Problem details: Copy out the entries exactly, from the first line to the last.

(Dataset excerpt)

::::

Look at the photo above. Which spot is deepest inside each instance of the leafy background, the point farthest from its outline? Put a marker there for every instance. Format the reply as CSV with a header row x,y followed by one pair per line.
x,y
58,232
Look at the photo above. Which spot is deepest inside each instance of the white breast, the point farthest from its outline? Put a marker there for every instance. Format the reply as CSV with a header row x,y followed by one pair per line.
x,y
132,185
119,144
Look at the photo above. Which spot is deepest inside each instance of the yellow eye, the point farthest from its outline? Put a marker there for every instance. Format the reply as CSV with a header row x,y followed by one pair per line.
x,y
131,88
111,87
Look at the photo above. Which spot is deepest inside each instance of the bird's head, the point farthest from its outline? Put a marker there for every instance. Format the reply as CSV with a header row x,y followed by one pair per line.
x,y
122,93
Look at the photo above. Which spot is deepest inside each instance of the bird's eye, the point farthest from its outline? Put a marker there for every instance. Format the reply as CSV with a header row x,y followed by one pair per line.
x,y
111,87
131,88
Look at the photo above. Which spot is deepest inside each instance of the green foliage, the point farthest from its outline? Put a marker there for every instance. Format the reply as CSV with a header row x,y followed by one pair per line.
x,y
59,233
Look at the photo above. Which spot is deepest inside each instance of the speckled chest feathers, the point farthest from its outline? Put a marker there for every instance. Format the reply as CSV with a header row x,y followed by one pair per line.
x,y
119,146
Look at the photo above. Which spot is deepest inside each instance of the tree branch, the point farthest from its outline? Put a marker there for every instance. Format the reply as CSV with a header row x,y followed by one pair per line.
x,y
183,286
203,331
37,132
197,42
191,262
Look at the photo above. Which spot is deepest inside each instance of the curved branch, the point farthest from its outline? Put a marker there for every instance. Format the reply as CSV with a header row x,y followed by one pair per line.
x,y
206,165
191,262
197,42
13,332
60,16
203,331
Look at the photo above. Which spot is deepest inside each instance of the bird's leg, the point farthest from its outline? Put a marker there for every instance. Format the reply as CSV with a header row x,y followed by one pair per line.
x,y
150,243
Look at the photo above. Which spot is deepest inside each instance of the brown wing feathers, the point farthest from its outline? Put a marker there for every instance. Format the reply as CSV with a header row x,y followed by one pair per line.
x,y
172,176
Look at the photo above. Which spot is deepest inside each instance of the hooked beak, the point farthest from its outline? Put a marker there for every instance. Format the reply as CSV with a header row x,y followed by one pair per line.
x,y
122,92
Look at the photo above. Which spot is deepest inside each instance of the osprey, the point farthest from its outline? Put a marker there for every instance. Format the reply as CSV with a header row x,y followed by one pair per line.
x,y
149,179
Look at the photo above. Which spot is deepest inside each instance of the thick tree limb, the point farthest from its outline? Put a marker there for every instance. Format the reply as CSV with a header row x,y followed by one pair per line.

::::

Exercise answer:
Look at the photo above. Which spot is deepest inside each instance of the leafy background, the point farthest from its outline? Put a marker there for every instance. Format the reply as CSV with a header row x,y followed by one pair per line.
x,y
58,232
Look at the photo above. Which spot is deepest inside each instance of the white breast, the point farthest from its outline? Put a marker there for every instance. Format the reply as CSV with a header row x,y followed by one pair per line.
x,y
132,185
119,144
Look at the photo above. Which spot is deepest inside each instance of the yellow eye, the point farthest from its outline? Put a marker there for every instance. Format the reply as CSV with a header row x,y followed by one pair per line.
x,y
131,88
111,87
Look at the photo above. Which spot is deepest inside each instance of the bird's head, the point farthest from its outline? Put a marker there for every instance. Format the reply as CSV with a header row x,y followed by one pair per line.
x,y
122,93
Look at the photo above. Which spot is deepest inside each instance of the bird's eye, the point farthest from its outline? Put a marker there for every instance. Format the reply as CSV with a header row x,y followed by one pair per line.
x,y
111,87
131,88
Look at the photo above. Which spot is deepest inside each instance of the green foliage, the point farthest from its outline? Put a marker there for every instance. Format the reply as CSV with a header row x,y followed by one pair per line.
x,y
59,233
Look at the photo above. Which spot is deepest inside each instance of the speckled chest feathers, the point farthest from its outline? Put a marker there for every instance. Format the reply as CSV with a header row x,y followed by one pair per line.
x,y
119,146
Look at the photo above. Which spot is deepest inside each instance of the tree branch, the point farthest from its outline? Put a marker there for every instance. Format the reply as CSV with a header row x,y followed by one pair per line.
x,y
183,286
203,331
37,132
197,42
191,262
Look at the photo above. Which spot is deepest inside each instance of the curved branch, the point farthest from its outline? Put a marker there for every instance. Format the reply as CSV with a header row x,y followed by one pair per line.
x,y
206,165
191,262
197,42
13,332
60,16
203,331
Look at the photo above. Which spot is deepest inside each instance of the bird's leg, the point farthest from its outline? Put a marker there for every instance. Format the reply as CSV with a header row x,y followed by one pair per line.
x,y
150,243
Look at the photo above. Which spot is deepest inside each instance of the brown wing feathers, the point farthest from its outline? Put a marker there for every instance. Format the reply as CSV with a header row x,y followed by one pair per line.
x,y
172,176
Look at the photo above. Which spot is deepest inside each instance of the hooked beak, the point farthest from its outline? Put a marker there for every instance. Format the reply as CSV with a header row x,y followed by one pair per line.
x,y
122,92
Look at the photo above. Which spot is deepest inside each instance of the osprey, the point farthest from its outline? Put a marker there for every instance. Format the reply as CSV with a header row x,y followed by one pair per line.
x,y
149,179
Look at the photo above. Which spot is deepest inside each instance of the thick tree limb, the point farthest from its outline? Put a marker there for every instance. Format the reply as CSV with a header row x,y followed by one pair per line.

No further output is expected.